# [Task statement]
Please report every line in the entries below that contains the word "jacket", copying each such line in full.
** START **
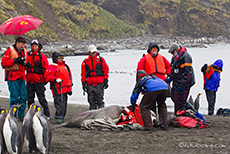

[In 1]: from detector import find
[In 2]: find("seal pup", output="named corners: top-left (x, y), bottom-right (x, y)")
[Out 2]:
top-left (53, 105), bottom-right (124, 129)
top-left (3, 105), bottom-right (23, 154)
top-left (32, 106), bottom-right (52, 154)
top-left (22, 103), bottom-right (39, 153)
top-left (0, 108), bottom-right (8, 154)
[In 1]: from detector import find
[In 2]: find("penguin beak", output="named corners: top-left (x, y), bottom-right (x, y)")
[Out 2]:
top-left (17, 104), bottom-right (22, 109)
top-left (13, 108), bottom-right (17, 113)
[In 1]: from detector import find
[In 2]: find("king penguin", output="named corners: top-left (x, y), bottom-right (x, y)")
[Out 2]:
top-left (22, 103), bottom-right (38, 153)
top-left (0, 109), bottom-right (7, 154)
top-left (32, 106), bottom-right (52, 154)
top-left (3, 105), bottom-right (23, 154)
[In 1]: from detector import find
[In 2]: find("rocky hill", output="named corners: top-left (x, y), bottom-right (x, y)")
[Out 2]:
top-left (0, 0), bottom-right (230, 42)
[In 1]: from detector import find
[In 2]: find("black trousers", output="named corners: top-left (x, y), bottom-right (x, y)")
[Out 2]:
top-left (87, 84), bottom-right (105, 110)
top-left (26, 82), bottom-right (50, 117)
top-left (54, 93), bottom-right (68, 119)
top-left (205, 90), bottom-right (216, 115)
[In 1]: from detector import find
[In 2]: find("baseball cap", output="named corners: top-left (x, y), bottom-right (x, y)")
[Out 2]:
top-left (88, 44), bottom-right (97, 52)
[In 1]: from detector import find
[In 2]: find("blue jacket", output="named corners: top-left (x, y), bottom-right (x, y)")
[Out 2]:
top-left (130, 75), bottom-right (168, 105)
top-left (204, 59), bottom-right (223, 91)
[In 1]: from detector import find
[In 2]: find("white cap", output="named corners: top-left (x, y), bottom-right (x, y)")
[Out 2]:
top-left (88, 44), bottom-right (97, 52)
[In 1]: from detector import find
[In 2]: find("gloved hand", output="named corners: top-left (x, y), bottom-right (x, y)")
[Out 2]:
top-left (201, 64), bottom-right (208, 73)
top-left (131, 101), bottom-right (136, 106)
top-left (177, 86), bottom-right (184, 92)
top-left (165, 78), bottom-right (172, 83)
top-left (103, 79), bottom-right (109, 89)
top-left (82, 82), bottom-right (88, 92)
top-left (56, 78), bottom-right (62, 83)
top-left (26, 62), bottom-right (32, 68)
top-left (14, 57), bottom-right (25, 64)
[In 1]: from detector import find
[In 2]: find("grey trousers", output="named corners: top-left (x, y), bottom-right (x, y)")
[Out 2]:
top-left (205, 90), bottom-right (216, 115)
top-left (87, 84), bottom-right (104, 110)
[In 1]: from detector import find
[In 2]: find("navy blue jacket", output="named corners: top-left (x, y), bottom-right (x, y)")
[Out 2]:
top-left (130, 75), bottom-right (168, 105)
top-left (170, 47), bottom-right (195, 89)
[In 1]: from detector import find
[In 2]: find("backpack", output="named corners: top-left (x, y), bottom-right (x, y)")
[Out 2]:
top-left (116, 105), bottom-right (144, 126)
top-left (174, 110), bottom-right (209, 129)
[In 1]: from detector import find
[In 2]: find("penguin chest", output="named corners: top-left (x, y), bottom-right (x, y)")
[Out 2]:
top-left (32, 115), bottom-right (46, 153)
top-left (3, 118), bottom-right (18, 154)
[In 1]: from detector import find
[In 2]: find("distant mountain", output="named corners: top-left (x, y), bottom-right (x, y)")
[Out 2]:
top-left (0, 0), bottom-right (230, 42)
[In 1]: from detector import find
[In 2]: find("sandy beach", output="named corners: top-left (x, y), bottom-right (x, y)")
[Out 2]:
top-left (0, 98), bottom-right (230, 154)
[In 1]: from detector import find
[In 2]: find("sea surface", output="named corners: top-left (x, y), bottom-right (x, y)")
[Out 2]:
** END **
# [Response to this exercise]
[In 2]: find("blue jacket", output="named corners: top-left (x, y), bottom-right (x, y)")
[In 2]: find("navy blue jacket", output="named corners: top-left (x, y), bottom-right (x, y)")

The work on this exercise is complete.